PROVIDED PASSAGE >>

════════════════════

The military dictatorship period represented a break from the populism of the previous 30 years.
1961 – João Goulart takes office
– Left-wing tendencies, nationalist politics and sympathies to Communist Bloc deemed too radical by the military
– His Basic Reforms plan – calling for greater state interventionalist policies – was the main reason for his fall
- “Education reform: aimed to combat adult literacy with the widespread use of the pioneering teachings of Paulo Freire and his method. The government also proposed to hold a university reform and prohibited the operation of private schools. It was imposed that 15% of the income produced in Brazil would be directed to education.
- Tax reform: control of profits transfer by multinational companies with headquarters abroad; the profit should be reinvested in Brazil. The income tax would be proportional to personal profit.
- Electoral reform: extension of voting rights to illiterates and low-ranking military officers.
- Land reform: properties larger than 600 hectares would be expropriated and redistributed to the population by the government. At that time, the agricultural population was larger than the urban.
- Urban reform: it was stipulated that people could own only a single house. Those who had more than one urban property would have to donate them or sell their properties at low prices.”
March 31, 1964 – military regime takes over, Goulart flees to Uruguay
THEMES OF THE DICTATORSHIP:
– economic policy: “The main thrust of the military regimes’ economic policy was to rely less on the exportation of primary goods and to pur- sue economic growth by facilitating the production of more manufactured goods, such as consumer durable goods, for the domestic and foreign markets.10 In order to have export led growth, Brazil had to modernize its industrial base and build a comprehensive infrastructure which could support this industrialization” (325, Galano). This was a renewal of import-substitution industrialization and export promotion growth models. It is important to note that the consequential investments (in energy, steel, telecommunications, transportation, mining and agriculture) entailed a large quantity of borrowed capital, leading to great debt burdens in the 1980s.
– guidelines: economic development, opposition to radical nationalists and populists, and to Communism
– Brazil realigns with US, breaking relations with Soviet Bloc countries
– censorship of media, torture and disappearances of political activists, trade unionists and journalists; restrictive Constitution, stifling freedom of speech and political opposition
– hard-liners pushed for purging of legislators, suppression of direct elections and firing of civil servants as part of a “long recuperation”; moderate military believed in a brief period of reorganization to return Brazil to “the electoral democracy recently endangered by irresponsible politicians” (172, Modern Latin America)

════════════════════

WHAT TO WORK ON >> According to the notes on Brazil's military dictatorship, properties larger than how many hectares would be expropriated under Goulart's land reform?

Some rows
════════════════════

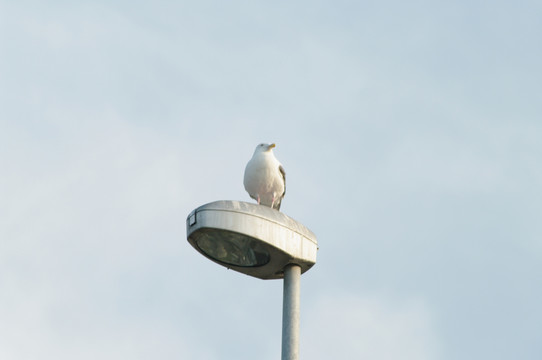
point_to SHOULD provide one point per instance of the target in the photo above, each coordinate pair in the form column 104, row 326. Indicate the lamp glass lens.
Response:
column 232, row 248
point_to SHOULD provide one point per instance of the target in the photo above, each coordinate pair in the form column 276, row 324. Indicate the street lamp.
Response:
column 261, row 242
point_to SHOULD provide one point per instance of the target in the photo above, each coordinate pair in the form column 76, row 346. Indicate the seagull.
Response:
column 265, row 178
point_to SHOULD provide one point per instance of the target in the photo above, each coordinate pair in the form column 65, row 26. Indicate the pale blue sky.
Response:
column 410, row 134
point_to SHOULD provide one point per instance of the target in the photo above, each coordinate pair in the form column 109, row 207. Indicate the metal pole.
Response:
column 290, row 312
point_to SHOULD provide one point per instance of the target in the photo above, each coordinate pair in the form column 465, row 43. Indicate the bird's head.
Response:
column 263, row 147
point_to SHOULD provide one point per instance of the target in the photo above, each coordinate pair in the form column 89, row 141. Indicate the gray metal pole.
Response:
column 290, row 312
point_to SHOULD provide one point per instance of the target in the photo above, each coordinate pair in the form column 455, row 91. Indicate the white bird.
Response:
column 265, row 178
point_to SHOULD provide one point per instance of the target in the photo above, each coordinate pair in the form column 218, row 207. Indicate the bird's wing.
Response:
column 283, row 173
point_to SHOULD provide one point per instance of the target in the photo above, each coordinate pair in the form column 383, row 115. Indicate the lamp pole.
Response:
column 261, row 242
column 290, row 312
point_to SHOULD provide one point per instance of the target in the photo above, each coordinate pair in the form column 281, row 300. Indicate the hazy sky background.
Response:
column 411, row 137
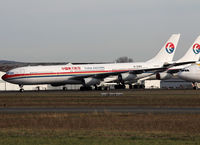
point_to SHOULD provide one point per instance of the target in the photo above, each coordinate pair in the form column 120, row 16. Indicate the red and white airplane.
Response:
column 91, row 74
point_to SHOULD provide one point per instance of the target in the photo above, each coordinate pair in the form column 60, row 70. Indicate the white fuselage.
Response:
column 70, row 74
column 191, row 73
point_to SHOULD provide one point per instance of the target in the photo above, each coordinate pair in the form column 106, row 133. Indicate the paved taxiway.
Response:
column 101, row 110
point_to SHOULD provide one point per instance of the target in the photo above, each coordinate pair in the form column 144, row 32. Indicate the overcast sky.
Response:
column 94, row 30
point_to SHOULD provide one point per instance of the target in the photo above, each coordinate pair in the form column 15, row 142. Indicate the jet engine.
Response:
column 91, row 81
column 127, row 77
column 161, row 76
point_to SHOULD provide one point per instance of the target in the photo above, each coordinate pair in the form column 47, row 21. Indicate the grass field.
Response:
column 155, row 98
column 100, row 128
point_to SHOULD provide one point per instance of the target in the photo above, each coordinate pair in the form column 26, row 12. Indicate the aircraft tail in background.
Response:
column 167, row 52
column 193, row 54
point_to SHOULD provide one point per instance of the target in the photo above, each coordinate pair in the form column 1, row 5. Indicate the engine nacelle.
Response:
column 91, row 81
column 161, row 76
column 127, row 77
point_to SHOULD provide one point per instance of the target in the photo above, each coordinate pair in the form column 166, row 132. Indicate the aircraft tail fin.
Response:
column 167, row 52
column 193, row 54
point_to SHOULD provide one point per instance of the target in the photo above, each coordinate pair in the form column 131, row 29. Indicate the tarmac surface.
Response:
column 102, row 110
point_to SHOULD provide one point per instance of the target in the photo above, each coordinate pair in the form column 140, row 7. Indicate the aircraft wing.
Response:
column 136, row 71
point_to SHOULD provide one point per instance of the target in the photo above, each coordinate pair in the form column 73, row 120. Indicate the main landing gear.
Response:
column 21, row 88
column 85, row 88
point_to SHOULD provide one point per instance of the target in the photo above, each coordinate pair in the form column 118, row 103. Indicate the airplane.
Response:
column 192, row 55
column 191, row 73
column 91, row 74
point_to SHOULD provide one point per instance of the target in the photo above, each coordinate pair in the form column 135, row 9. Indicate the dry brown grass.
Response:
column 156, row 98
column 150, row 123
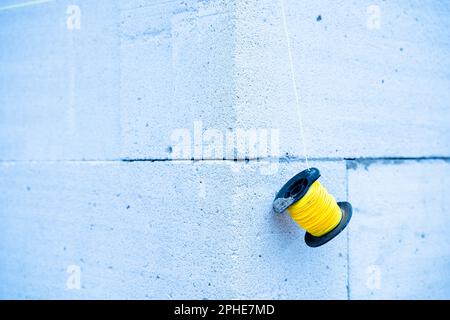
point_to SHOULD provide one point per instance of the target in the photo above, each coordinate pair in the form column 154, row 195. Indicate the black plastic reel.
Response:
column 295, row 189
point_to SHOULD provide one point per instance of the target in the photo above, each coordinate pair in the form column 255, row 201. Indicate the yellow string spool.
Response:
column 312, row 207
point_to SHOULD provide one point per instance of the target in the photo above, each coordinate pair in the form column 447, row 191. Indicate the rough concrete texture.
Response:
column 405, row 224
column 98, row 126
column 160, row 230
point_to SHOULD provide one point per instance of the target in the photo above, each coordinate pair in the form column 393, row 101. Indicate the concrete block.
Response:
column 59, row 84
column 160, row 230
column 364, row 91
column 176, row 70
column 399, row 243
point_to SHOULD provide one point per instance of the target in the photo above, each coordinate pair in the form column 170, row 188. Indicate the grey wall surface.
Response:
column 121, row 154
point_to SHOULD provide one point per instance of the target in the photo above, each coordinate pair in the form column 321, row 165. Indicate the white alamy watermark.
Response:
column 373, row 17
column 373, row 281
column 73, row 21
column 199, row 143
column 73, row 281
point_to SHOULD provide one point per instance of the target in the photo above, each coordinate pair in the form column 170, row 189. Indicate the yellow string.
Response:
column 317, row 212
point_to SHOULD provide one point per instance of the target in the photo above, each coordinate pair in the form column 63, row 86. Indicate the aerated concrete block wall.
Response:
column 142, row 143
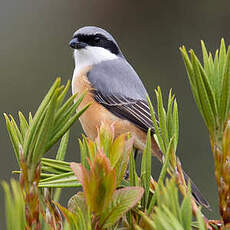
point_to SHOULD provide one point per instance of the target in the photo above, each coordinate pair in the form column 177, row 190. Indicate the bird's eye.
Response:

════════════════════

ANSWER TO THIS EXERCISE >> 600 hectares